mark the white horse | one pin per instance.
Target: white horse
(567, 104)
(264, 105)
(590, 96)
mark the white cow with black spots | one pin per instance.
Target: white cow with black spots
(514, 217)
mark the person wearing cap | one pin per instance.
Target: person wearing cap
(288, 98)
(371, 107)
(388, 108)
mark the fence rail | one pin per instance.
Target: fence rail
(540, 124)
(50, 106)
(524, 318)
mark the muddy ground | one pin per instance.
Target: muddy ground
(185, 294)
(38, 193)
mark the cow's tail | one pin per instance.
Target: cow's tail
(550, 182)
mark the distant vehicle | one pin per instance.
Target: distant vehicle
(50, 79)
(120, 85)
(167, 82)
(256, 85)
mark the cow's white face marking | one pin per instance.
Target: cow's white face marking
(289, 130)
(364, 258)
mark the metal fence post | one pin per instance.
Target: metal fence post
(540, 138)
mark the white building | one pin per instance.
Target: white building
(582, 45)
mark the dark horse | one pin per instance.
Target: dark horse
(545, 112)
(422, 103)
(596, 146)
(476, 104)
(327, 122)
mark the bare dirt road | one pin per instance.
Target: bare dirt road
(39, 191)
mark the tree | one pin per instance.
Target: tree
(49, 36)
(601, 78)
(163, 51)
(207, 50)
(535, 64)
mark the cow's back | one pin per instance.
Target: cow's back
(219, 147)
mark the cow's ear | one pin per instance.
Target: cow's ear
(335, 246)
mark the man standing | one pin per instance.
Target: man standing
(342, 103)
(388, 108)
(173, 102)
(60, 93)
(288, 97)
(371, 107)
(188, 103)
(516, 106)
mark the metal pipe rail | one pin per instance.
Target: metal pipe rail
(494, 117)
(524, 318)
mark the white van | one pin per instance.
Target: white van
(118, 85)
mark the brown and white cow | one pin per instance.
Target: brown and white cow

> EXERCISE PROMPT
Output, please, only the lines running from the start of the entries through the line that contains "mark the muddy ground | one pin per instance.", including both of those lines.

> RESPONSE AREA
mark the white horse | one pin per instance.
Target: white horse
(567, 104)
(264, 105)
(590, 96)
mark the white cow with black spots | one pin per instance.
Target: white cow with black spots
(514, 217)
mark the person wearing cap | one pin per instance.
Target: person wearing cap
(288, 98)
(371, 107)
(388, 108)
mark the fence rail | one pin per instance.
Target: fence rail
(540, 124)
(50, 106)
(524, 318)
mark the muddy ground | one pin per instance.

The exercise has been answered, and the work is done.